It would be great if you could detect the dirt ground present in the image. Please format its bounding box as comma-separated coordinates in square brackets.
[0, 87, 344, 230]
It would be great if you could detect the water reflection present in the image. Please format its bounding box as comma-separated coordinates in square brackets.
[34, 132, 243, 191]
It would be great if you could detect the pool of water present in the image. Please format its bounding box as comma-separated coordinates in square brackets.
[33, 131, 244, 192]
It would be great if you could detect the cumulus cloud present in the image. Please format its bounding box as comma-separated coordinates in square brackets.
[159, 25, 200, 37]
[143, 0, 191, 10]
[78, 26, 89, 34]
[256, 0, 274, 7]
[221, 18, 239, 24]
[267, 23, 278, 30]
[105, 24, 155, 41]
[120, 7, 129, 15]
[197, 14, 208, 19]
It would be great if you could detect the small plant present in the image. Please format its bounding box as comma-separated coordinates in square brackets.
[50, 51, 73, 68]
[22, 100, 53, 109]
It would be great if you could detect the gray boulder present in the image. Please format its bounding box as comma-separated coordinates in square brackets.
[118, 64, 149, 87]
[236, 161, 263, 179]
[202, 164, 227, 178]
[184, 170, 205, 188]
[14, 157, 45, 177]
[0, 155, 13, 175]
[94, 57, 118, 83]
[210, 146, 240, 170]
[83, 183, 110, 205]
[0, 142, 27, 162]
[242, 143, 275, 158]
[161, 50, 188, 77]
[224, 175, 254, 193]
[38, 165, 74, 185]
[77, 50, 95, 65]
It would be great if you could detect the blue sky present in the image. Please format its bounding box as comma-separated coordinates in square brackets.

──────

# Short task:
Reproduce every line of the entries above verbatim, with no changes.

# Reply:
It would be great if you could detect the dirt ground present in the image. Please format its bounding box as comma-separated coordinates in square brackets.
[0, 87, 344, 230]
It would be great if you could detect the water reflection present in the image. Please format its bounding box as comma-separated coordinates in square brackets.
[34, 132, 243, 191]
It would be great if you could detect the pool of water present in the image. Please format its bounding box as comma-separated coordinates in square brackets.
[33, 131, 244, 192]
It would be great if you could detect the cumulus cloud present in the image. Please format its bounding box as comma-separated coordinates in square brackets.
[159, 25, 200, 37]
[143, 0, 191, 10]
[78, 26, 89, 34]
[256, 0, 274, 7]
[221, 18, 239, 24]
[267, 23, 278, 30]
[105, 24, 155, 41]
[120, 7, 129, 15]
[197, 14, 208, 19]
It would be great if you could detect the small plant present in the image. Please format its bounding box as comma-separated coordinates in square brackets.
[50, 51, 73, 68]
[22, 100, 53, 109]
It would be great if you could detect the gray boulder present in the image. Please format its bounding box as comma-separated coordinates in square brackets.
[118, 64, 149, 87]
[236, 161, 263, 179]
[202, 164, 227, 178]
[184, 170, 205, 188]
[14, 157, 45, 177]
[0, 155, 13, 175]
[94, 57, 118, 83]
[210, 146, 240, 170]
[83, 183, 110, 205]
[0, 142, 27, 162]
[242, 143, 275, 158]
[161, 50, 188, 77]
[224, 175, 254, 193]
[38, 165, 74, 185]
[77, 50, 95, 65]
It would be great if you could detect the blue sky present in the image. Please format its bounding box as comma-separated coordinates in square brackets.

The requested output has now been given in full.